>>>>
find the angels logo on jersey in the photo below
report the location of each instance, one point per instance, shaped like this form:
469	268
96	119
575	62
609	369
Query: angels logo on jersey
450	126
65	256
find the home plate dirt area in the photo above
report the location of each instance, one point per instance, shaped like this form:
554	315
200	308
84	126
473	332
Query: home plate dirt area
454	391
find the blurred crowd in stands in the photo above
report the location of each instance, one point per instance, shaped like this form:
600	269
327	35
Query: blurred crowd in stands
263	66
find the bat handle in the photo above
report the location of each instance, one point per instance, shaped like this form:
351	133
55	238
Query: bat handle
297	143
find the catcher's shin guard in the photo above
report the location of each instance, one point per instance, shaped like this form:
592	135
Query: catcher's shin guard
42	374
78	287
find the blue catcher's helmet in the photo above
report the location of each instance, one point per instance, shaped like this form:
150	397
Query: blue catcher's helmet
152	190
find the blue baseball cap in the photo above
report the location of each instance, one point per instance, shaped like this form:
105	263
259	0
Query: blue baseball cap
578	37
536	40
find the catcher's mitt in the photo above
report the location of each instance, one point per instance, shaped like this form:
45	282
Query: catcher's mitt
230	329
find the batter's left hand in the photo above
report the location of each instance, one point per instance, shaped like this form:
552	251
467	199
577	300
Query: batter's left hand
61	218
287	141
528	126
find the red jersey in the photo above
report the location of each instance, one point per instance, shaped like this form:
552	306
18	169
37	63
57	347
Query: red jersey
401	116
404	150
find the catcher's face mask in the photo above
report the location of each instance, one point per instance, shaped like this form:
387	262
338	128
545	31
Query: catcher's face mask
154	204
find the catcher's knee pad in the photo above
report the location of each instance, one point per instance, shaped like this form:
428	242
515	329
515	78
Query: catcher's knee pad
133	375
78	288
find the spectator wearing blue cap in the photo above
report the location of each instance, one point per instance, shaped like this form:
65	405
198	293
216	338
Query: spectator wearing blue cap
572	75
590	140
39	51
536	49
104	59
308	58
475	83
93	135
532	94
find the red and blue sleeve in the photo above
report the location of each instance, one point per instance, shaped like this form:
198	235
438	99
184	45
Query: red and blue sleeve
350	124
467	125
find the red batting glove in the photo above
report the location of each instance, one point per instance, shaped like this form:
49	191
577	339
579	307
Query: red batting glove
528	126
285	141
<<<<
Work instruction:
Take the listing above from its first line through the line containing "find the home", and transcribe that stretch exactly, with no other lines.

Task output:
find the angels logo on jersey in the photo below
report the location of each instance, one point per instance, shaped like this form:
469	268
96	119
575	62
609	369
Query: angels logo on jersey
450	126
65	256
find the home plate dirt area in the photo above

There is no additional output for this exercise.